• Exercise instructions:
Omit every picture and write out the rest of the records exactly.

(Stored data entries)
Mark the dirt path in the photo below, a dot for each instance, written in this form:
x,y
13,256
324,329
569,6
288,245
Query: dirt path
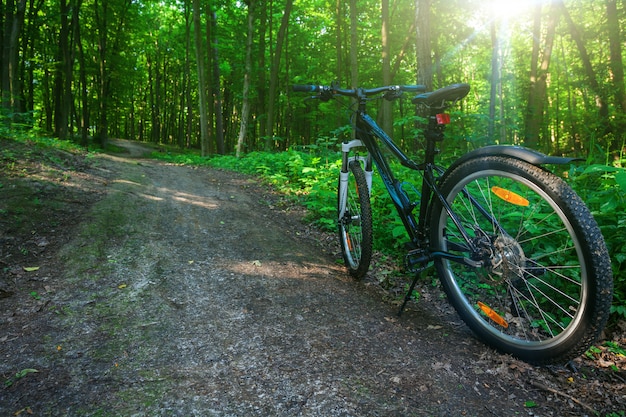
x,y
194,292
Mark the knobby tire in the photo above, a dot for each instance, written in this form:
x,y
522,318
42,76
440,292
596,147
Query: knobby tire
x,y
544,290
355,225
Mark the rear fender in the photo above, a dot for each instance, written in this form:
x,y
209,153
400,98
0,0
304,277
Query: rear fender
x,y
525,154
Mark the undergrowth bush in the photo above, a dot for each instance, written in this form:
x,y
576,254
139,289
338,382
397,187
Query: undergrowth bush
x,y
313,179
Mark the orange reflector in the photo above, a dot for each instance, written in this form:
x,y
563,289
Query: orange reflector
x,y
493,315
510,196
349,242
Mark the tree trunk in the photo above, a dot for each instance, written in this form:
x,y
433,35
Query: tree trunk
x,y
271,109
11,88
601,99
245,107
204,127
617,65
537,97
387,121
424,47
103,91
216,88
495,81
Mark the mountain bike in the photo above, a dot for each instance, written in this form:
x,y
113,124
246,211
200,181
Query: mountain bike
x,y
519,255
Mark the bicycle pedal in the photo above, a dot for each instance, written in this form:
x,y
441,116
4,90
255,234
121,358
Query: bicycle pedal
x,y
415,260
410,246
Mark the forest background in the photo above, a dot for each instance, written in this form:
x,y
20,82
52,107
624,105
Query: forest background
x,y
213,78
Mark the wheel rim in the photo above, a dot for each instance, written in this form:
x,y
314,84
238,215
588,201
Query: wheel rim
x,y
533,288
350,225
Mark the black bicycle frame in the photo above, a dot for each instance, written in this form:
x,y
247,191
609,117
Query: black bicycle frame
x,y
367,132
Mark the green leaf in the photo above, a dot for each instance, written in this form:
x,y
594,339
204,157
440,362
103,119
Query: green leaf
x,y
620,179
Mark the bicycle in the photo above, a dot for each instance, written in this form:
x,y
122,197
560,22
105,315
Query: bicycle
x,y
519,255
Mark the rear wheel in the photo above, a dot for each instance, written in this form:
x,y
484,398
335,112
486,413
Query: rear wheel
x,y
355,221
543,289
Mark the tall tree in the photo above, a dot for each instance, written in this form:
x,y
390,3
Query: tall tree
x,y
274,73
616,61
215,86
538,84
14,13
387,122
423,44
245,107
200,68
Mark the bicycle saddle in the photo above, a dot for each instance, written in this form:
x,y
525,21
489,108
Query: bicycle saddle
x,y
443,97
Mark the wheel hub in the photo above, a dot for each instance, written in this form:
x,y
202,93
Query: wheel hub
x,y
502,256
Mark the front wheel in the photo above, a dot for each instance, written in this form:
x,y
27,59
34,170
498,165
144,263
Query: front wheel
x,y
355,220
543,287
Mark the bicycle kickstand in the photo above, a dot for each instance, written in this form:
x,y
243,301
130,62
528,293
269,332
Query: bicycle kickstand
x,y
407,297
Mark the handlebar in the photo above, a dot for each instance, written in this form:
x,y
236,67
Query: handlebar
x,y
327,92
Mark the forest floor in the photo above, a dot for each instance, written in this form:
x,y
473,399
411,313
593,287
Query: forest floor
x,y
132,287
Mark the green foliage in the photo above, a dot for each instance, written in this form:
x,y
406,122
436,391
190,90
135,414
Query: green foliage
x,y
313,179
603,188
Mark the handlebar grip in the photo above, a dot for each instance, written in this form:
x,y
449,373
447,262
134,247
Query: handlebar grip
x,y
302,88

• Answer space:
Mark the dirt path in the photo below, a dot for each instance, written in this form:
x,y
13,256
324,329
569,6
288,245
Query: dirt path
x,y
194,292
Mark the knobby tire in the photo above, a dot for each instance, written in this form:
x,y
522,318
42,76
440,292
596,147
Query: knobby tire
x,y
544,290
355,225
Mark the rear fender in the photo above, a dot for each instance, written in this form:
x,y
209,153
400,98
0,0
304,277
Query: rear fender
x,y
525,154
Mark the undergrowth bush in the photo above, a dot for each instance, written in this form:
x,y
576,254
139,289
338,382
397,187
Query: undergrowth bush
x,y
313,179
Mark the orange reflector in the photo above, a dot for each instance, written in this form:
x,y
563,289
Query: orange reflector
x,y
493,315
510,196
349,242
Mark the tree trunk in the photo above, a dot for each instance, written in this form:
x,y
433,35
Query: tree trunk
x,y
271,109
11,88
601,99
245,107
204,127
617,65
537,97
387,121
424,47
103,91
216,88
495,81
Mark the mountain bike in the photo above, a dot for each instance, written in this form:
x,y
113,124
246,211
200,181
Query: mountain bike
x,y
519,255
Mark the bicycle pedal in the photo above, a dot for each instance, written in this form:
x,y
441,116
4,90
255,234
121,358
Query: bicycle pedal
x,y
415,260
410,246
Mark the forest background in the photo above, a dot for each instance, written in this form:
x,y
20,82
52,107
624,105
Query: forest background
x,y
213,78
Mark the wheel rim in the photo above, a dot for each instance, written in this form:
x,y
314,84
238,215
588,201
Query: wheel rim
x,y
533,288
350,225
Mark the black bicycle frame in the photo above, a dot for each instance, written in this form:
x,y
247,191
609,117
Query: black bicycle frame
x,y
367,132
Mark the green leaf in the photo above, a dot for each instance, written in this form:
x,y
594,339
204,157
440,362
103,119
Query: green leaf
x,y
620,179
Mark the bicycle in the photo above, a dot for each instance, written in this form:
x,y
122,197
560,22
105,315
Query: bicycle
x,y
519,255
Mark the rear wheel in the photo above, a dot for each instance, written in this form:
x,y
484,398
335,112
486,413
Query: rear wheel
x,y
355,221
543,289
Mark the tall tree in the photo above, a dot for each instance, written in this form:
x,y
390,3
Query: tall tree
x,y
274,73
616,61
215,86
538,84
14,13
387,122
423,44
245,107
200,68
Mark the bicycle saddle in the photo above, a dot for each instance, written in this form:
x,y
525,21
489,108
Query: bicycle saddle
x,y
443,97
Mark the wheel hub in the photo above, a dot for each instance, written in this form:
x,y
202,93
Query: wheel hub
x,y
502,256
Mark the front wheel in the photo above, a dot for each instance, written in this form:
x,y
27,59
34,170
498,165
144,263
Query: front wheel
x,y
355,220
543,287
Mark the bicycle kickstand in the photo above, a dot for each instance, written in this form:
x,y
243,301
130,62
528,293
269,332
Query: bicycle kickstand
x,y
407,297
Mark the handlebar in the photo above, a dot for each instance, written in this form:
x,y
236,67
Query: handlebar
x,y
327,92
Mark the forest floor in the photo above, a dot for each instance, written in this form:
x,y
473,399
411,313
593,287
Query: forest floor
x,y
132,287
Mark the green foliage in the photo above, a dot for each instance, written in this form:
x,y
406,122
436,391
190,90
135,414
Query: green foliage
x,y
313,179
603,188
Mark the handlebar grip in the photo above, a dot for each instance, written in this form:
x,y
449,373
447,262
134,247
Query: handlebar grip
x,y
302,88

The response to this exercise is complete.